**Extracted entries**
= = = = =

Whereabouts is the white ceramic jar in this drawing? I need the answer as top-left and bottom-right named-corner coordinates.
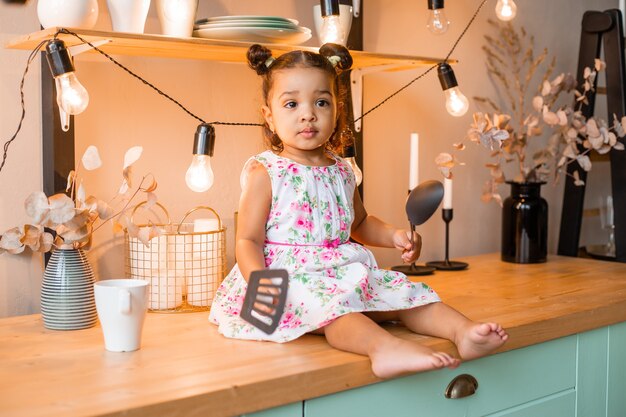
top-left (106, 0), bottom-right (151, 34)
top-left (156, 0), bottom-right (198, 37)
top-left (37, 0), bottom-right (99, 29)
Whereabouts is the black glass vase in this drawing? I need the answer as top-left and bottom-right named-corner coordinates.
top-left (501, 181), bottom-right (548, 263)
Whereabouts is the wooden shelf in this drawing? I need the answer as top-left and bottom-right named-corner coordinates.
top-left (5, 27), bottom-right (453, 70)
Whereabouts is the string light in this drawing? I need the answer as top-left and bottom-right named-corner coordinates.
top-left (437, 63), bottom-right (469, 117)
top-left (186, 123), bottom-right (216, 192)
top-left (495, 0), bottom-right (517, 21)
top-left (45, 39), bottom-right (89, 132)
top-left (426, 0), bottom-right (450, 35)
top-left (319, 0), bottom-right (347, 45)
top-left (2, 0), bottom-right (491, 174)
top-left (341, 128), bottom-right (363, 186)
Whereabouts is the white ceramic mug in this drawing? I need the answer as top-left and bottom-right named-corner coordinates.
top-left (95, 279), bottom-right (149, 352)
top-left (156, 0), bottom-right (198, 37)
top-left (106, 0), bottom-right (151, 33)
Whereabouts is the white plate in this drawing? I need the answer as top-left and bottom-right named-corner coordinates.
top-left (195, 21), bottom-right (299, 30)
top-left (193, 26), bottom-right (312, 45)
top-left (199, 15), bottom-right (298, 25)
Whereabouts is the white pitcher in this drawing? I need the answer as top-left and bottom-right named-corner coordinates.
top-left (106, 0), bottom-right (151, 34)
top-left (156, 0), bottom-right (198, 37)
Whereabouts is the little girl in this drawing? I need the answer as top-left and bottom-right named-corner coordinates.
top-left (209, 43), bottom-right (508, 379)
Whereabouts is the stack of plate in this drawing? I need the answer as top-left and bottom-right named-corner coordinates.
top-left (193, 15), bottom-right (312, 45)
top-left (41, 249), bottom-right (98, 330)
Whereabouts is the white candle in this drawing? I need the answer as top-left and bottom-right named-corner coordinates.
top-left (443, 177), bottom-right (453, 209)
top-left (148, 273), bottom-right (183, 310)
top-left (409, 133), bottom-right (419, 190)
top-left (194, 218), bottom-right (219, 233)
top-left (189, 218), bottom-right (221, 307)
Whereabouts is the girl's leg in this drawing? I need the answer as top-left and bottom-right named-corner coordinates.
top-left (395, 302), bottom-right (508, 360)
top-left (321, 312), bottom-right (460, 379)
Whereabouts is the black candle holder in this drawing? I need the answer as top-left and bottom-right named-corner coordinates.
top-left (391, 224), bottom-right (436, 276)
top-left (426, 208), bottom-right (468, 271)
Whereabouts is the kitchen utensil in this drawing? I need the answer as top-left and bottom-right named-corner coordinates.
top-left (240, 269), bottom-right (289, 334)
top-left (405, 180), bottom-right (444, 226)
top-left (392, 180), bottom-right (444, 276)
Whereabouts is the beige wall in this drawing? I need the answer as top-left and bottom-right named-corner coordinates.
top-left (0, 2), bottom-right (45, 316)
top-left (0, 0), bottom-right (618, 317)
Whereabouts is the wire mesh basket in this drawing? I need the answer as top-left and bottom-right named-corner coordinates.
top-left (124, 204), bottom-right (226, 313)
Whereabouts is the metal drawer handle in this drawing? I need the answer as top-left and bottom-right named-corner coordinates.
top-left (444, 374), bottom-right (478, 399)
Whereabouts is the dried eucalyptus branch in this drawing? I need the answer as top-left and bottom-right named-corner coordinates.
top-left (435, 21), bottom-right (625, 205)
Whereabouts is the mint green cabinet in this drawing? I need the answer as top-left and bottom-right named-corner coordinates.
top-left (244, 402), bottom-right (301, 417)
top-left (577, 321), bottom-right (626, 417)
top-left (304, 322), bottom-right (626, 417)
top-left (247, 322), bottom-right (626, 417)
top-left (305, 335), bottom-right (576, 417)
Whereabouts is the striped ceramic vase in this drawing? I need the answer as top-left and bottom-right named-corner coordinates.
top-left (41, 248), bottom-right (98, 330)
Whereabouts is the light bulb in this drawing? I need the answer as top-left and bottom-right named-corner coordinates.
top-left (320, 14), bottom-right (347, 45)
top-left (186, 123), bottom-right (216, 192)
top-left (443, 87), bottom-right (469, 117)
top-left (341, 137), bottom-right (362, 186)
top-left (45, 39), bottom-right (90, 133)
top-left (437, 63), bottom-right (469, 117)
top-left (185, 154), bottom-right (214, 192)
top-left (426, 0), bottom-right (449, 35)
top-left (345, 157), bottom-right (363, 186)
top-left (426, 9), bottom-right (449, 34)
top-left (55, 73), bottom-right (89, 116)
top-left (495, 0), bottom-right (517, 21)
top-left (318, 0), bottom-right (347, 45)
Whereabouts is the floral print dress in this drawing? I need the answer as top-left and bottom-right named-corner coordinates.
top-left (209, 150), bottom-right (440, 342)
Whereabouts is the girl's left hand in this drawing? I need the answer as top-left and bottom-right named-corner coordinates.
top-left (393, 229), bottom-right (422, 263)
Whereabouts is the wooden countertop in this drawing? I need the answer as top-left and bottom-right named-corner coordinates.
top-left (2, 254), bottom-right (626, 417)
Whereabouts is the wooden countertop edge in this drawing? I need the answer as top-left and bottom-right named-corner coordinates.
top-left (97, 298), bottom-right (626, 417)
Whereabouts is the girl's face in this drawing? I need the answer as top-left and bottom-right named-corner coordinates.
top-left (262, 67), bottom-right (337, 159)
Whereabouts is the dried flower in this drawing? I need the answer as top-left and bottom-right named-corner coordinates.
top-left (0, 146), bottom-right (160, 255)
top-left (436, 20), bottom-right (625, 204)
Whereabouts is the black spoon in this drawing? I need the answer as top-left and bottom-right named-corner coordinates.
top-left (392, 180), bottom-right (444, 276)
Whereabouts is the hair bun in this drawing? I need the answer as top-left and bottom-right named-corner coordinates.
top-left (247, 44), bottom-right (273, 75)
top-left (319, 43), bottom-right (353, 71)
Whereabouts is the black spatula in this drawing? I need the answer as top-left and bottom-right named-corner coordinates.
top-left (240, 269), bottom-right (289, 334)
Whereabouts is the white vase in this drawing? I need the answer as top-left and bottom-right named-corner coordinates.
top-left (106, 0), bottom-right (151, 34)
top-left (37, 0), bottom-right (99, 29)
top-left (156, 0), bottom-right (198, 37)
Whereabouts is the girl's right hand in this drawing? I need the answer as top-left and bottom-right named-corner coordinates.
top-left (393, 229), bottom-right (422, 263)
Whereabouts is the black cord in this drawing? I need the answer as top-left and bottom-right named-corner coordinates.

= = = = =

From the listing, extract all text exactly as given and drop any picture.

**Solution to this task**
Whereabouts is the white ceramic jar in this drawing? I need the answer as top-left and bottom-right named-corner coordinates.
top-left (106, 0), bottom-right (151, 34)
top-left (156, 0), bottom-right (198, 37)
top-left (37, 0), bottom-right (99, 29)
Whereabouts is the black glass vase in this drawing? I need the answer as top-left and bottom-right named-corner coordinates.
top-left (501, 181), bottom-right (548, 263)
Whereabouts is the wooden shelf in this drawing? I need the answer as top-left and bottom-right named-corner coordinates.
top-left (5, 27), bottom-right (453, 70)
Whereabouts is the string light in this drawing? I need the answer as top-left and bottom-right named-corner coordinates.
top-left (437, 63), bottom-right (469, 117)
top-left (186, 123), bottom-right (216, 192)
top-left (495, 0), bottom-right (517, 21)
top-left (45, 39), bottom-right (89, 132)
top-left (426, 0), bottom-right (450, 35)
top-left (319, 0), bottom-right (347, 45)
top-left (2, 0), bottom-right (491, 174)
top-left (341, 128), bottom-right (363, 186)
Whereabouts is the white ceramic mug in this drawing? I need the answer as top-left and bottom-right named-corner coordinates.
top-left (95, 279), bottom-right (149, 352)
top-left (156, 0), bottom-right (198, 37)
top-left (106, 0), bottom-right (151, 33)
Whereabouts is the white plate in this drawing? I need the answer as top-left and bottom-right named-corner coordinates.
top-left (195, 21), bottom-right (299, 30)
top-left (193, 26), bottom-right (312, 45)
top-left (199, 15), bottom-right (298, 25)
Whereabouts is the white pitcher in this drawing? I need the answer as top-left and bottom-right named-corner coordinates.
top-left (106, 0), bottom-right (151, 34)
top-left (156, 0), bottom-right (198, 37)
Whereabouts is the little girl in this drawing? I need the answer as top-left and bottom-right named-corner coordinates.
top-left (209, 43), bottom-right (508, 379)
Whereabouts is the stack of plate in this drawing? I need the answer as top-left and bottom-right named-corner coordinates.
top-left (193, 15), bottom-right (312, 45)
top-left (41, 249), bottom-right (98, 330)
Whereabouts is the white candle in this drawing? I need the answer as top-left and bottom-right named-corner coordinates.
top-left (443, 177), bottom-right (453, 209)
top-left (148, 273), bottom-right (183, 310)
top-left (409, 133), bottom-right (419, 190)
top-left (194, 218), bottom-right (219, 233)
top-left (189, 218), bottom-right (221, 307)
Whereabouts is the girl's leg in this drawing? I need the answer as top-left and bottom-right named-corner coordinates.
top-left (395, 302), bottom-right (508, 360)
top-left (321, 312), bottom-right (460, 379)
Whereabouts is the black candle holder in this drawing? I need the answer as top-left and bottom-right named-corner coordinates.
top-left (391, 224), bottom-right (436, 276)
top-left (426, 208), bottom-right (468, 271)
Whereabouts is the kitchen utensil in this drawing? I need the answer as top-left and bottom-right named-corner coordinates.
top-left (240, 269), bottom-right (289, 334)
top-left (405, 180), bottom-right (444, 226)
top-left (392, 180), bottom-right (444, 276)
Whereabouts is the beige wall in this drawing? I need the answer as top-left and bottom-right named-corner coordinates.
top-left (0, 2), bottom-right (45, 316)
top-left (0, 0), bottom-right (618, 317)
Whereabouts is the wire mesh basket in this drawing? I need the answer as top-left and bottom-right named-corner coordinates.
top-left (124, 204), bottom-right (226, 313)
Whereabouts is the metal drawer handle in this drawing? I need the answer as top-left and bottom-right named-corner coordinates.
top-left (444, 374), bottom-right (478, 399)
Whereabouts is the dried eucalyptus branch in this drawing? I need the answer as top-left and bottom-right named-corner coordinates.
top-left (435, 21), bottom-right (625, 205)
Whereabouts is the mint green cabinet in this drawing? I need the answer as top-left and bottom-right named-corner coordinates.
top-left (244, 402), bottom-right (301, 417)
top-left (577, 321), bottom-right (626, 417)
top-left (304, 322), bottom-right (626, 417)
top-left (247, 322), bottom-right (626, 417)
top-left (305, 335), bottom-right (576, 417)
Whereabouts is the striped ceramic vase in this drawing? I need the answer as top-left and bottom-right named-corner coordinates.
top-left (41, 248), bottom-right (98, 330)
Whereabouts is the light bulb in this drawing? I need the answer as top-left and bottom-right named-corner coordinates.
top-left (320, 14), bottom-right (347, 45)
top-left (186, 123), bottom-right (216, 192)
top-left (443, 87), bottom-right (469, 117)
top-left (341, 137), bottom-right (362, 186)
top-left (45, 39), bottom-right (90, 133)
top-left (437, 63), bottom-right (469, 117)
top-left (185, 154), bottom-right (214, 192)
top-left (426, 0), bottom-right (449, 35)
top-left (345, 157), bottom-right (363, 186)
top-left (426, 9), bottom-right (449, 34)
top-left (55, 73), bottom-right (89, 116)
top-left (495, 0), bottom-right (517, 21)
top-left (318, 0), bottom-right (347, 45)
Whereabouts is the floral print dress in this drawing? I need the answer as top-left and bottom-right named-corner coordinates.
top-left (209, 150), bottom-right (440, 342)
Whereabouts is the girl's left hand in this drawing? I need the answer as top-left and bottom-right named-corner coordinates.
top-left (393, 229), bottom-right (422, 263)
Whereabouts is the wooden countertop in this drawing? I need the answer as top-left and bottom-right named-corner coordinates.
top-left (2, 254), bottom-right (626, 417)
Whereabouts is the wooden countertop edge in this drawing? I need the answer as top-left and bottom-right named-corner coordinates.
top-left (97, 298), bottom-right (626, 417)
Whereabouts is the girl's face in this drawing? I need the answer as top-left and bottom-right named-corner coordinates.
top-left (262, 67), bottom-right (337, 159)
Whereabouts is the dried flower in this drawing? I need the answer as top-left and bottom-right named-corner coordinates.
top-left (0, 146), bottom-right (160, 255)
top-left (436, 20), bottom-right (625, 204)
Whereabouts is the black spoon in this drawing? I need the answer as top-left and bottom-right named-corner coordinates.
top-left (392, 180), bottom-right (444, 276)
Whereabouts is the hair bun in this drawing? I need the answer as top-left and bottom-right named-corner coordinates.
top-left (247, 44), bottom-right (273, 75)
top-left (319, 43), bottom-right (353, 71)
Whereabouts is the black spatula in this drawing? I need the answer as top-left and bottom-right named-corner coordinates.
top-left (240, 269), bottom-right (289, 334)
Whereabouts is the white vase in this drawing? I need the answer as top-left and bottom-right named-corner coordinates.
top-left (106, 0), bottom-right (151, 34)
top-left (37, 0), bottom-right (99, 29)
top-left (156, 0), bottom-right (198, 37)
Whereabouts is the girl's right hand in this drawing? I need the answer as top-left and bottom-right named-corner coordinates.
top-left (393, 229), bottom-right (422, 263)
Whereabouts is the black cord in this drawing? I need the answer as top-left and bottom-right named-corner coordinates.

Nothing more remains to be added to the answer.